EXERCISE AIM →
Copy exactly. Begin with the line that contains "Quick favor — would you locate the black" and stop after the last line of the records.

[Opening RECORDED DATA section]

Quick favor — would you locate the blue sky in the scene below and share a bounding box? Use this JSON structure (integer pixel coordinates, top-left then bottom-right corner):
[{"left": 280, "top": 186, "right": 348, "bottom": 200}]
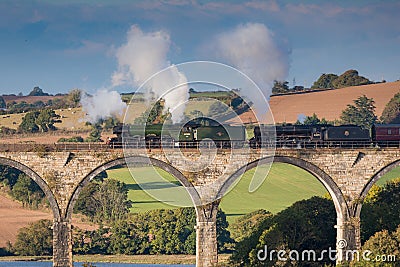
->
[{"left": 0, "top": 0, "right": 399, "bottom": 95}]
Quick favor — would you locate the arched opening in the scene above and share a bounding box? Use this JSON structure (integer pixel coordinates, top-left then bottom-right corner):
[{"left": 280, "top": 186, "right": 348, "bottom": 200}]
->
[
  {"left": 217, "top": 156, "right": 348, "bottom": 266},
  {"left": 0, "top": 157, "right": 59, "bottom": 257},
  {"left": 66, "top": 155, "right": 202, "bottom": 264},
  {"left": 218, "top": 156, "right": 348, "bottom": 220},
  {"left": 356, "top": 160, "right": 400, "bottom": 245},
  {"left": 67, "top": 155, "right": 200, "bottom": 218}
]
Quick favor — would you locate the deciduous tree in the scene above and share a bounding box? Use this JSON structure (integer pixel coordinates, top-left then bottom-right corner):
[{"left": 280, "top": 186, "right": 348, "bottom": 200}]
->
[
  {"left": 108, "top": 220, "right": 150, "bottom": 255},
  {"left": 18, "top": 111, "right": 40, "bottom": 133},
  {"left": 311, "top": 73, "right": 338, "bottom": 89},
  {"left": 19, "top": 109, "right": 59, "bottom": 133},
  {"left": 74, "top": 179, "right": 131, "bottom": 223},
  {"left": 67, "top": 89, "right": 82, "bottom": 107},
  {"left": 11, "top": 174, "right": 44, "bottom": 208},
  {"left": 85, "top": 123, "right": 103, "bottom": 142},
  {"left": 229, "top": 210, "right": 272, "bottom": 242},
  {"left": 272, "top": 80, "right": 289, "bottom": 94},
  {"left": 332, "top": 69, "right": 371, "bottom": 88},
  {"left": 13, "top": 219, "right": 53, "bottom": 256},
  {"left": 361, "top": 178, "right": 400, "bottom": 242},
  {"left": 380, "top": 92, "right": 400, "bottom": 124},
  {"left": 340, "top": 95, "right": 377, "bottom": 129},
  {"left": 353, "top": 226, "right": 400, "bottom": 266},
  {"left": 35, "top": 109, "right": 59, "bottom": 132},
  {"left": 231, "top": 197, "right": 336, "bottom": 266}
]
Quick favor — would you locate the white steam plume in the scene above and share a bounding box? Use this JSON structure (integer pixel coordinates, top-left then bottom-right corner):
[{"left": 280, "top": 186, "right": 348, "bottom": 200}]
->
[
  {"left": 112, "top": 25, "right": 189, "bottom": 123},
  {"left": 214, "top": 23, "right": 289, "bottom": 120},
  {"left": 81, "top": 90, "right": 126, "bottom": 123}
]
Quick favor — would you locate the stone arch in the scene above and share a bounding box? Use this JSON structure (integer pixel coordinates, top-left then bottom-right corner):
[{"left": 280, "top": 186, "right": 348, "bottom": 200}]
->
[
  {"left": 217, "top": 155, "right": 349, "bottom": 221},
  {"left": 66, "top": 155, "right": 201, "bottom": 220},
  {"left": 0, "top": 157, "right": 60, "bottom": 220},
  {"left": 355, "top": 159, "right": 400, "bottom": 218}
]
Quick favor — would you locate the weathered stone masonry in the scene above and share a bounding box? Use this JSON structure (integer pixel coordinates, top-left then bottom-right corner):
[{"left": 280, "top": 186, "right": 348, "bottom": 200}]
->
[{"left": 1, "top": 148, "right": 399, "bottom": 266}]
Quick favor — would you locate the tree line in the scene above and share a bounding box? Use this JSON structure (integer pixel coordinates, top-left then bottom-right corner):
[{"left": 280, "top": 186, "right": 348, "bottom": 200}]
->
[
  {"left": 0, "top": 88, "right": 81, "bottom": 115},
  {"left": 5, "top": 174, "right": 232, "bottom": 256},
  {"left": 272, "top": 69, "right": 376, "bottom": 95},
  {"left": 2, "top": 171, "right": 399, "bottom": 266}
]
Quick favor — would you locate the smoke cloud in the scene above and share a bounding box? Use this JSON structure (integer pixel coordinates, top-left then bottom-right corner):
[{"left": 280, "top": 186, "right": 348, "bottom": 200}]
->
[
  {"left": 81, "top": 90, "right": 126, "bottom": 123},
  {"left": 214, "top": 23, "right": 289, "bottom": 119},
  {"left": 112, "top": 25, "right": 189, "bottom": 123}
]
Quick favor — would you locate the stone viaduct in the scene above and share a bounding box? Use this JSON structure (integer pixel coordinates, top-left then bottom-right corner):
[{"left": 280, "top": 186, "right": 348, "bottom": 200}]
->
[{"left": 0, "top": 145, "right": 400, "bottom": 267}]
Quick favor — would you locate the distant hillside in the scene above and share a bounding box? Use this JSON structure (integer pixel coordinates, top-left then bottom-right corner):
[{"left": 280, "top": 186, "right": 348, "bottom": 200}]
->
[
  {"left": 270, "top": 81, "right": 400, "bottom": 123},
  {"left": 229, "top": 81, "right": 400, "bottom": 124},
  {"left": 2, "top": 95, "right": 64, "bottom": 104}
]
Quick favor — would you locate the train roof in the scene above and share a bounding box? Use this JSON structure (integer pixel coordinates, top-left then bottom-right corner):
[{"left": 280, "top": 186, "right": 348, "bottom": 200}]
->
[
  {"left": 257, "top": 123, "right": 333, "bottom": 127},
  {"left": 374, "top": 124, "right": 400, "bottom": 127}
]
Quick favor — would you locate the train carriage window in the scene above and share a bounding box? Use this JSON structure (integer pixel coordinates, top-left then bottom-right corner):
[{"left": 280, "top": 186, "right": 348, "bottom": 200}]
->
[{"left": 388, "top": 129, "right": 392, "bottom": 135}]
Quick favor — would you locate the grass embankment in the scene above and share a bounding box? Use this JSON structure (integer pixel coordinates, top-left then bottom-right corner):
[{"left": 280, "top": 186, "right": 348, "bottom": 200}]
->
[{"left": 0, "top": 256, "right": 52, "bottom": 262}]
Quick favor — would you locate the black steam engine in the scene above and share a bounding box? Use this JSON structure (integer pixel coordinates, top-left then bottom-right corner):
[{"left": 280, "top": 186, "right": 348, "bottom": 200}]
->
[{"left": 250, "top": 124, "right": 400, "bottom": 148}]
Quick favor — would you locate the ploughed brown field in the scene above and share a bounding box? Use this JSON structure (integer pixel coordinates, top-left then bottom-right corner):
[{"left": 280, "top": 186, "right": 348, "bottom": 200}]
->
[
  {"left": 0, "top": 194, "right": 52, "bottom": 247},
  {"left": 0, "top": 194, "right": 96, "bottom": 247},
  {"left": 230, "top": 81, "right": 400, "bottom": 124}
]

[Closing RECORDED DATA section]

REPLY →
Quick favor — would you locate the black steam engine in the scene above and share a bounding box? Use this JSON structure (integer pixel coordinates, top-left then bottom-right corner):
[{"left": 280, "top": 186, "right": 348, "bottom": 200}]
->
[{"left": 250, "top": 124, "right": 400, "bottom": 148}]
Quick favor — would you locate the ploughed brown field in the scene above and share a bounding box? Use this JSON structure (integer pixel coordinates, top-left then bottom-right corner):
[{"left": 280, "top": 186, "right": 348, "bottom": 200}]
->
[
  {"left": 0, "top": 194, "right": 52, "bottom": 247},
  {"left": 0, "top": 194, "right": 96, "bottom": 247},
  {"left": 230, "top": 81, "right": 400, "bottom": 124}
]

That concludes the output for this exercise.